Collect every line of the records that contains the string "standing". Case counts, so match capitals and lowercase as given.

------------------------------------

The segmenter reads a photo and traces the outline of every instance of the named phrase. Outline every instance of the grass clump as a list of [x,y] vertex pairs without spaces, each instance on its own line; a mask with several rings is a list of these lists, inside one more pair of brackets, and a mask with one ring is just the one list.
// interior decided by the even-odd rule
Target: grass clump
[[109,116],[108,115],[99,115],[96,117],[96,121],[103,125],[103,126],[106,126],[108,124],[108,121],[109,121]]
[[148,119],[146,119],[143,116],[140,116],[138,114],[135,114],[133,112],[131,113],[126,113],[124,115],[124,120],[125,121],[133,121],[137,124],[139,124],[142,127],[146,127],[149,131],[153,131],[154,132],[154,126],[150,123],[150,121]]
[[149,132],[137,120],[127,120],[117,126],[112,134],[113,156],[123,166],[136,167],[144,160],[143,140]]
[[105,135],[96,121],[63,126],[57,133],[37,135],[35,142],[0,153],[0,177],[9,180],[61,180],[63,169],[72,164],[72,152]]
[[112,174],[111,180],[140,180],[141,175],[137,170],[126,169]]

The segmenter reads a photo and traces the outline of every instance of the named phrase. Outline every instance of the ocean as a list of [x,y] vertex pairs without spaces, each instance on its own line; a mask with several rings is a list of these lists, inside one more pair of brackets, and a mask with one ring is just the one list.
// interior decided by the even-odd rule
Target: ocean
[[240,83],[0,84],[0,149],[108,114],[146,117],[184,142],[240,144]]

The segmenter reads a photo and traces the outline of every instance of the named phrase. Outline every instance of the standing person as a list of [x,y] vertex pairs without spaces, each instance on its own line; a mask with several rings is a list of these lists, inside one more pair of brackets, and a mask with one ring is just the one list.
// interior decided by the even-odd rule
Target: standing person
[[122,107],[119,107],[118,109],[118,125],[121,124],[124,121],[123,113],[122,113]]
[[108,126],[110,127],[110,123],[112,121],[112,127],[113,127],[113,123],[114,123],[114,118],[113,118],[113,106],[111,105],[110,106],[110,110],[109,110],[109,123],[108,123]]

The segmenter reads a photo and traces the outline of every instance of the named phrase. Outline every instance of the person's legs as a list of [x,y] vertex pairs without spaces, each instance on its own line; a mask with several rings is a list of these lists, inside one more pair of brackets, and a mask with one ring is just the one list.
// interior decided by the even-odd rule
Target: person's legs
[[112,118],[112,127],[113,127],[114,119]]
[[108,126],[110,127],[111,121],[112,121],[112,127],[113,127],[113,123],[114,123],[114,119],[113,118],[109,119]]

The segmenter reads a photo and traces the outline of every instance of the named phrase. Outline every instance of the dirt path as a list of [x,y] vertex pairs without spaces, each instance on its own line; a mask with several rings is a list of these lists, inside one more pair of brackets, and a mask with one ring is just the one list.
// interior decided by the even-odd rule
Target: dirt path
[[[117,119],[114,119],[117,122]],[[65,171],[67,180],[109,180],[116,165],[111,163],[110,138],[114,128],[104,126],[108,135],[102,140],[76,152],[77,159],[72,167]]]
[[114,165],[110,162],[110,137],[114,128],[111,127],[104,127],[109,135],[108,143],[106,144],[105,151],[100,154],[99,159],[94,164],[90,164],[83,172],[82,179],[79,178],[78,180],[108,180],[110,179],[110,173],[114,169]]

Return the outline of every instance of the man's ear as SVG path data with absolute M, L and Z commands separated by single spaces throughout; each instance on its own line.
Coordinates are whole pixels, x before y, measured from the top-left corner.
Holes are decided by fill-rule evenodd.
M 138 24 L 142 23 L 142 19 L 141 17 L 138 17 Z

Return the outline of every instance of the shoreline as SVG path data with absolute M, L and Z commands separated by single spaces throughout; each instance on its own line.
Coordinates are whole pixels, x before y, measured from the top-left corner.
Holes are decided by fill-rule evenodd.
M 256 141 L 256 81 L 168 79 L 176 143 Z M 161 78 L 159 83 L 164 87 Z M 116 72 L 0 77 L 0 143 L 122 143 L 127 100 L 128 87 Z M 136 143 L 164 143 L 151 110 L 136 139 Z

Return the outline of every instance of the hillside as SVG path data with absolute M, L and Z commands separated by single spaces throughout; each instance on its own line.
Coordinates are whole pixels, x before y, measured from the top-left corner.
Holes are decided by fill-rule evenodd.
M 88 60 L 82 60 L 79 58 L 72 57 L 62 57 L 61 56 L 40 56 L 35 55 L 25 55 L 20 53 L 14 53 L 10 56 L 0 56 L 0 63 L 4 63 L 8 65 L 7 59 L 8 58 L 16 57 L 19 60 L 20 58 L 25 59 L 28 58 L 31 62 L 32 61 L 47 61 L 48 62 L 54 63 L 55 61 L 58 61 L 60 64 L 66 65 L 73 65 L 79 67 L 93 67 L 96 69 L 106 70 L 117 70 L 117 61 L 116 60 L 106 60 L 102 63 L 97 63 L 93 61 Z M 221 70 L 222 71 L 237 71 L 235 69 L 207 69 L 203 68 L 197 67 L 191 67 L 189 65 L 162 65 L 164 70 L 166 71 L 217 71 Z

------------------------------------

▶ [Solution to this task]:
The segmenter reads a photo and traces the outline of every instance of the named phrase. Outline every instance of the standing person as a list of [x,y] vertex pairs without spaces, each instance on its own line; a mask with several rings is a list of these lists, inside one more pair of brackets, and a mask with one ring is just the one list.
Target: standing person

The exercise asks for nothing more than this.